On the original IBM PC standard textmode was 80x25 chars @720×350 pixels (MDA, same for Hercules), so individual chars were 9×14 pixel. But CGA and a lot of other systems (C128, Apple IIe 80 column card) used 640x200 in textmode, with 8x8 chars (also 80x25). That's exactly the same resolution the Amiga has in HiRes.

So yes, text would look better on MDA or Hercules than on the Amiga, but CGA or C128 would look exactly the same - it is even possible to connect a CGA monitor to every Amiga (there's digital RGBI out). While it is more practical to use 16 color text on CGA (it's dog slow on the Amiga, esp. without fast ram), programs at that time rarely used all of those colors - a lot of people had only B/W screens, and four shades of grey is probably the maximum you can discern with ease in a GUI. Just look at some DOS Wordperfect screen shots. And a bitmapped display has no trouble showing things like bold, italic, underscored, strike through or proportional fonts in different sizes.

REQUIRED TASK A. Report how many lines of the listing below contain the word "wall". Give only the number.
REQUIRED TASK B. Pick up the passage on PC and Amiga text-mode resolution after its final sentence and continue it.

EXERCISE INPUTS.
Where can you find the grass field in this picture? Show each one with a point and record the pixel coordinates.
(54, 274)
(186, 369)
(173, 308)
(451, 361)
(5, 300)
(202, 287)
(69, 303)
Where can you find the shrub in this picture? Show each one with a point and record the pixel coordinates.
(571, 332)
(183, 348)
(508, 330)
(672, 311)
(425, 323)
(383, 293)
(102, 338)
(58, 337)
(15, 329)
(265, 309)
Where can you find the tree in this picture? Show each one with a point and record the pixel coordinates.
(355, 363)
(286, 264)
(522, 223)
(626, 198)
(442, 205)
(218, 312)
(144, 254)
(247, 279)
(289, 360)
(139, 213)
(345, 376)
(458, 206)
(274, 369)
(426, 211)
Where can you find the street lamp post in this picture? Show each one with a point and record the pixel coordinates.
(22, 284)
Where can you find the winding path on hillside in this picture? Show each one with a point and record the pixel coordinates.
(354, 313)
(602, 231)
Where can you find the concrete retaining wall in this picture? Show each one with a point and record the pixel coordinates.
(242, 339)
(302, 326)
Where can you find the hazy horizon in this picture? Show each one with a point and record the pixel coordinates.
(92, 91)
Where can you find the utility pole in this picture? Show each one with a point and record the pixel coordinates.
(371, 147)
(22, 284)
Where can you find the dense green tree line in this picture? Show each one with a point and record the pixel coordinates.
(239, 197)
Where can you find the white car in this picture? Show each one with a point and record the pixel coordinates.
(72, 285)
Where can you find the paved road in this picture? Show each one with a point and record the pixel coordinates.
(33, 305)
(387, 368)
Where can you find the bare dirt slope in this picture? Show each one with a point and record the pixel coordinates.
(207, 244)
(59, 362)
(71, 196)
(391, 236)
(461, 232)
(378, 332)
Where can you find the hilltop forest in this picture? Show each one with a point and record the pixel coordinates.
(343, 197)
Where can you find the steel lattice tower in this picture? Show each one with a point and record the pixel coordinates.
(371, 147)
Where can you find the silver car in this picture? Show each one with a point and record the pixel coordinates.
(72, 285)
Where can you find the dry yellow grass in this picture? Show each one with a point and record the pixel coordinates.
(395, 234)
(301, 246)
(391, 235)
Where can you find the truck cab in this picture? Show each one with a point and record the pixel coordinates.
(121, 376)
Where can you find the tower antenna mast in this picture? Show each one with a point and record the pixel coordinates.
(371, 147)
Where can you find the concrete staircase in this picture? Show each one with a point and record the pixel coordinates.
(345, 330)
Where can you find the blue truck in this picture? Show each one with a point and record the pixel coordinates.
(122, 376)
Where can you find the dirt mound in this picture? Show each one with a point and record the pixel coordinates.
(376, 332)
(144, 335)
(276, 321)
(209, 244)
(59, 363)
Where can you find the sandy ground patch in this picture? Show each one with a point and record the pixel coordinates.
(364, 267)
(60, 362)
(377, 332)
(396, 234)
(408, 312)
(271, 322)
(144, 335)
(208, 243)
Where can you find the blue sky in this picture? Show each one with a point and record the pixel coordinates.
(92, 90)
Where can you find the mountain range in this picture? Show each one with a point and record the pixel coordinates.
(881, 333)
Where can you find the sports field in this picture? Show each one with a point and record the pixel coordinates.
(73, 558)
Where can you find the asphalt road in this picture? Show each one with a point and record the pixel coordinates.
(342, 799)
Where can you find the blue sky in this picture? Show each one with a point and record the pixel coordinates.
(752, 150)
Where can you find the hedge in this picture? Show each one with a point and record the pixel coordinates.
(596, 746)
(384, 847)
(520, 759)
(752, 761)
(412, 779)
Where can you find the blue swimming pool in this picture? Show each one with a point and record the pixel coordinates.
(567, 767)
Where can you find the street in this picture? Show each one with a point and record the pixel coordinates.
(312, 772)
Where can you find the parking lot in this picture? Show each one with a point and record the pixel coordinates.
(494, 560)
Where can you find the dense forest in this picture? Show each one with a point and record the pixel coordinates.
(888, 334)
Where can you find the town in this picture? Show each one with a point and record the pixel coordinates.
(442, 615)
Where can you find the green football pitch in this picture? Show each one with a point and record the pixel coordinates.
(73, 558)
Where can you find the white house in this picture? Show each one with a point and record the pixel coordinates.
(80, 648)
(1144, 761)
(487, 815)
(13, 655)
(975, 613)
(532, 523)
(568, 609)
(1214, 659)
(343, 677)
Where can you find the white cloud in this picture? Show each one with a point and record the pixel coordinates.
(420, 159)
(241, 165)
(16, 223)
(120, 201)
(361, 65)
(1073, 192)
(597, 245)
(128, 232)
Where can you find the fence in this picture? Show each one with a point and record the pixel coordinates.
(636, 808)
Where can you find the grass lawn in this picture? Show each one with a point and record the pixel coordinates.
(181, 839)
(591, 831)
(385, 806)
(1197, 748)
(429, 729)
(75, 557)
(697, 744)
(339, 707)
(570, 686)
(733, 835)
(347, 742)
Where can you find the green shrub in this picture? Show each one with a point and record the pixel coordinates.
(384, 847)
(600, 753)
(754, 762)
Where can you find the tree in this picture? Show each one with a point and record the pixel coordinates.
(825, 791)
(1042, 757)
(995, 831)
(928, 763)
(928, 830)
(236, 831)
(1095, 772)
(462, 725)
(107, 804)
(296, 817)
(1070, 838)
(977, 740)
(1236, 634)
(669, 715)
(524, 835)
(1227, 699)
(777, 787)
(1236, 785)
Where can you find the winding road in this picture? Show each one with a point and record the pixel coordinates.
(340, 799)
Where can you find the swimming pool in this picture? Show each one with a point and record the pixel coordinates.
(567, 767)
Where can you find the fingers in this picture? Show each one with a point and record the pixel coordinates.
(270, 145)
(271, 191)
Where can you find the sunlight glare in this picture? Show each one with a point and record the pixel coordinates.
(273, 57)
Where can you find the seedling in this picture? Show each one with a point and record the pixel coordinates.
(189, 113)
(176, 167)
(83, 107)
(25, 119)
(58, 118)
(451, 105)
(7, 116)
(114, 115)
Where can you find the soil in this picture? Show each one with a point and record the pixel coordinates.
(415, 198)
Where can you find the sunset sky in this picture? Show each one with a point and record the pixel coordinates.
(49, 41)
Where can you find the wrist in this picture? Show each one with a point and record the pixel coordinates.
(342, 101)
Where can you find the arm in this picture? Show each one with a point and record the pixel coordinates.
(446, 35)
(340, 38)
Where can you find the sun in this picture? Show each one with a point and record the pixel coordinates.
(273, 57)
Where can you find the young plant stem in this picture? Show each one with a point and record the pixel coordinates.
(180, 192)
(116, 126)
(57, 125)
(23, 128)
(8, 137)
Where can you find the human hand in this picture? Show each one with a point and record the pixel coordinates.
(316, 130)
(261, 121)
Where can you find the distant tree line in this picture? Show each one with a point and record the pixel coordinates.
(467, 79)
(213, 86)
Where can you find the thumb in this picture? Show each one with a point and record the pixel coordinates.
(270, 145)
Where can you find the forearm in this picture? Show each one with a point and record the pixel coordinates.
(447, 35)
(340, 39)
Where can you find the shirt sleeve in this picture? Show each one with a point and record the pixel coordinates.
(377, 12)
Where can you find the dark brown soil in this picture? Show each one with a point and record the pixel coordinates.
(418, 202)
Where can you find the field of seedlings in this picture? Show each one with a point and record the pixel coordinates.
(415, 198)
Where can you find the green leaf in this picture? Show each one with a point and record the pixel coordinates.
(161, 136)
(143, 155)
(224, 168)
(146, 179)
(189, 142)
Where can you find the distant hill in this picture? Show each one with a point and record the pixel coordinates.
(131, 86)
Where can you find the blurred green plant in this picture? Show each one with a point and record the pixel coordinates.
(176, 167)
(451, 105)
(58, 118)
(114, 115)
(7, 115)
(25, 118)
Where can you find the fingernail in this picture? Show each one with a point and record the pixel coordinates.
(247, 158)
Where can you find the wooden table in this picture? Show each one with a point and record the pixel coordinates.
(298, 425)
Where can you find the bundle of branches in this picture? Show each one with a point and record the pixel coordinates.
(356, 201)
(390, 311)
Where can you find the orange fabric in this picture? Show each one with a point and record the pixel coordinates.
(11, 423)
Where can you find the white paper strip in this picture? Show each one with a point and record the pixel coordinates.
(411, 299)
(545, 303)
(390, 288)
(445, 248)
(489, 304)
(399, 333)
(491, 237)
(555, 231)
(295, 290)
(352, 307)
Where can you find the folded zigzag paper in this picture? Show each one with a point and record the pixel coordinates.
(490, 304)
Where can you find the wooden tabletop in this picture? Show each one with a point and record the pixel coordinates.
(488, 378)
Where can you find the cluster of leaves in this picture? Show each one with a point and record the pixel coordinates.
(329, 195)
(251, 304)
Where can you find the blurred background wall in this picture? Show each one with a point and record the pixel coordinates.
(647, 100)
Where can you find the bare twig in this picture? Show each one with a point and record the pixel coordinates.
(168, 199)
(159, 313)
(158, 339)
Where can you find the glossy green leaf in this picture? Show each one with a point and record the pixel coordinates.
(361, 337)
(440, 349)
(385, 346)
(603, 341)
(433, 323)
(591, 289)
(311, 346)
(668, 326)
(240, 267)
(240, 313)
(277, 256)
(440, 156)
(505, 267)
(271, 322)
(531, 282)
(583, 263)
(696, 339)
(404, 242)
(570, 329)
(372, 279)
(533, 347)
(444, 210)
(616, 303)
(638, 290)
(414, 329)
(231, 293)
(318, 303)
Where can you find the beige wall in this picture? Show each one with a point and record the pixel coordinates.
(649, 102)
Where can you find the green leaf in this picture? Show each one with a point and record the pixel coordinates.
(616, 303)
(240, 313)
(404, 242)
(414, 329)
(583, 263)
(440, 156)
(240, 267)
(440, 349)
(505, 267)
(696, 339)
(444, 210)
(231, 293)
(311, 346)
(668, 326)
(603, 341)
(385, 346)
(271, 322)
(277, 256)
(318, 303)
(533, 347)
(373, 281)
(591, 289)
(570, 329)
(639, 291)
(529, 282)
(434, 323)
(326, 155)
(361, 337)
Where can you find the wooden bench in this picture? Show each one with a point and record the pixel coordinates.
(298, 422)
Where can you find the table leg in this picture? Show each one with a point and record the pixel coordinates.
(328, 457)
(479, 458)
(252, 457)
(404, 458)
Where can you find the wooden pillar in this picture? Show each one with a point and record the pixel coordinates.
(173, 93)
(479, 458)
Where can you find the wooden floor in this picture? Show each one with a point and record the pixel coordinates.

ANSWER A. 3

ANSWER B.
Oh, and MDA and Hercules had 50 Hz refresh rate, while CGA and Amiga NTSC had 60 Hz, better suited (yeah, not by that much) for black-on-white. MDA for that reason usually was white-on-black (or rather green-on-black) where flicker is less perceptlble.

But I agree, Topaz was neither a very beautiful nor very readable font, and that probably was part of the problem. And the Workbench designers had a quite special sense of aesthetics, to say at least.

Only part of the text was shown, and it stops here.